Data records

* * *

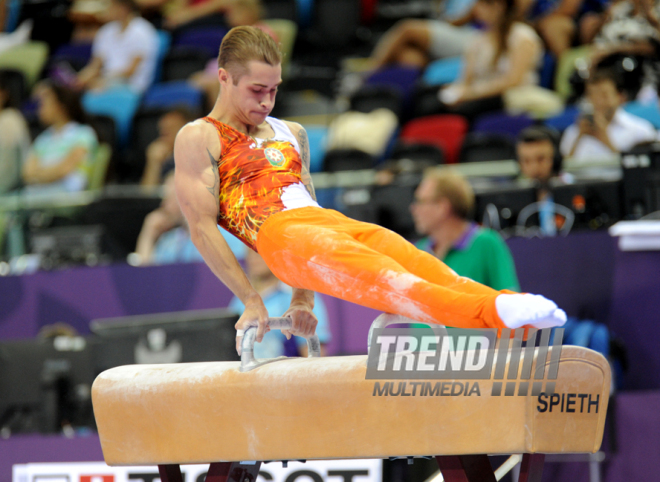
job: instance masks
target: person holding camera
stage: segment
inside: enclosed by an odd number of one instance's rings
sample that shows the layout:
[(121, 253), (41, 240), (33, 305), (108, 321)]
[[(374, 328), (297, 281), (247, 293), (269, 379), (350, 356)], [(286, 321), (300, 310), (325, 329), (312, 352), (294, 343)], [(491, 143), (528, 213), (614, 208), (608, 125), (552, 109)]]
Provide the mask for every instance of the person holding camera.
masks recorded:
[(626, 99), (614, 71), (596, 71), (587, 80), (585, 94), (587, 107), (562, 136), (564, 157), (588, 163), (655, 140), (650, 122), (622, 109)]

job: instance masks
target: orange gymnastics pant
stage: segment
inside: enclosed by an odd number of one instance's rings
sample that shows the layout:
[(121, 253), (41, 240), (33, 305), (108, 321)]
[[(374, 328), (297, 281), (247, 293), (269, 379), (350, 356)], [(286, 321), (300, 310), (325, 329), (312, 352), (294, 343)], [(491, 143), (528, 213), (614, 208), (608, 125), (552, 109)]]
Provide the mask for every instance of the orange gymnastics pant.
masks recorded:
[(458, 276), (388, 229), (333, 210), (273, 214), (259, 230), (257, 251), (294, 288), (421, 322), (505, 328), (495, 309), (500, 292)]

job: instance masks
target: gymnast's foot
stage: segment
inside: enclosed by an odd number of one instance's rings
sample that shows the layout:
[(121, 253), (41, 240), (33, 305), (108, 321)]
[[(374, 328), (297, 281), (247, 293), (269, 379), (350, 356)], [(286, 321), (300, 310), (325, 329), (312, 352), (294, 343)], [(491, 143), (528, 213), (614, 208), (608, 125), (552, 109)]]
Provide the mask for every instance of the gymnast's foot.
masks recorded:
[(523, 325), (552, 328), (566, 323), (566, 313), (541, 295), (512, 294), (495, 298), (495, 308), (504, 324), (512, 329)]

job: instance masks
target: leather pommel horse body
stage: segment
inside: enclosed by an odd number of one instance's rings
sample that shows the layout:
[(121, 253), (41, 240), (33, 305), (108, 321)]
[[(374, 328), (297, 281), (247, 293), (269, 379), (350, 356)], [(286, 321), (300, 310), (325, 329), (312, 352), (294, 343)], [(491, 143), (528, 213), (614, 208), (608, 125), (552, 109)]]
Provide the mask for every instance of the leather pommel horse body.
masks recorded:
[(599, 450), (610, 390), (607, 360), (573, 346), (561, 351), (554, 398), (494, 396), (493, 380), (479, 380), (479, 395), (379, 396), (366, 355), (240, 367), (100, 374), (92, 397), (106, 462), (159, 465), (163, 482), (181, 480), (179, 464), (211, 463), (207, 480), (224, 482), (255, 480), (260, 461), (436, 456), (445, 480), (494, 481), (483, 454), (525, 454), (520, 480), (540, 480), (542, 454)]

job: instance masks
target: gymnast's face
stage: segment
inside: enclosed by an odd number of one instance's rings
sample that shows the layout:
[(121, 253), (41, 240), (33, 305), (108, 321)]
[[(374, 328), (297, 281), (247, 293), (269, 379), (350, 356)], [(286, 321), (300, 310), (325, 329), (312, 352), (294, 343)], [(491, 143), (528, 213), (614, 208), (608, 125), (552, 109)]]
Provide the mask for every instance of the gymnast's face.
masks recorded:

* * *

## PROBLEM TO WORK ON
All preceding records should be duplicated verbatim, images excepted.

## FINAL RESULT
job: instance masks
target: person holding camera
stage: segment
inside: enclosed by an odd number of one instance's rings
sample that shows the layout:
[(121, 253), (41, 240), (33, 305), (108, 321)]
[[(374, 328), (297, 281), (247, 293), (269, 379), (350, 356)], [(286, 321), (300, 310), (325, 329), (312, 352), (294, 343)], [(491, 143), (528, 213), (614, 208), (608, 125), (552, 109)]]
Provide the mask for every instance of the person holding camera.
masks recorded:
[(626, 99), (614, 71), (596, 71), (587, 80), (585, 94), (587, 107), (562, 136), (564, 157), (588, 163), (655, 140), (650, 122), (622, 109)]

job: instance masks
target: orange gymnastics pant
stage: segment
inside: enclosed by an odd number of one instance's rings
sample that shows the layout:
[(121, 253), (41, 240), (33, 305), (108, 321)]
[[(374, 328), (297, 281), (247, 293), (269, 379), (350, 356)], [(286, 321), (300, 310), (325, 329), (312, 352), (294, 343)], [(491, 143), (528, 213), (614, 208), (608, 125), (552, 109)]]
Provide the mask for every instance of the orange gymnastics pant.
masks recorded:
[(458, 276), (388, 229), (333, 210), (273, 214), (259, 230), (257, 251), (294, 288), (421, 322), (505, 328), (495, 309), (500, 292)]

job: instance masks
target: gymnast's foot
stage: segment
inside: enclosed by an odd number of one instance's rings
sample that shows the layout:
[(121, 253), (41, 240), (33, 305), (108, 321)]
[[(374, 328), (297, 281), (247, 293), (269, 379), (350, 356)], [(286, 321), (300, 310), (325, 329), (312, 352), (294, 343)], [(491, 143), (528, 213), (614, 208), (608, 125), (552, 109)]]
Provide the mask for every instance of the gymnast's foot.
masks recorded:
[(523, 325), (552, 328), (566, 323), (566, 313), (541, 295), (512, 294), (495, 298), (495, 308), (504, 324), (512, 329)]

job: instance masks
target: leather pommel horse body
stage: segment
inside: enclosed by an odd number of one instance's rings
sample that shows the layout:
[(121, 253), (41, 240), (33, 305), (108, 321)]
[[(374, 328), (297, 281), (247, 293), (269, 379), (350, 356)], [(286, 321), (300, 310), (325, 329), (312, 352), (294, 343)], [(491, 143), (528, 213), (614, 208), (608, 125), (552, 109)]]
Provide the mask for every instance of the leather pommel horse body.
masks recorded:
[(599, 450), (610, 390), (607, 360), (573, 346), (561, 351), (554, 398), (494, 396), (493, 380), (479, 380), (479, 395), (379, 396), (366, 355), (240, 367), (100, 374), (92, 397), (106, 462), (159, 465), (163, 482), (181, 480), (179, 464), (211, 463), (207, 480), (224, 482), (255, 480), (260, 461), (436, 456), (445, 480), (494, 481), (483, 454), (525, 454), (520, 480), (540, 480), (542, 454)]

job: instance masks
target: gymnast's face
stage: segment
inside: enclosed by an odd number of one instance's rings
sample that shows the layout:
[(121, 253), (41, 240), (33, 305), (108, 321)]
[[(374, 328), (297, 281), (247, 293), (269, 379), (350, 356)], [(286, 321), (300, 310), (325, 329), (312, 352), (294, 343)], [(491, 143), (528, 213), (614, 208), (608, 125), (552, 109)]]
Provide the mask for every instance of the gymnast's face.
masks recorded:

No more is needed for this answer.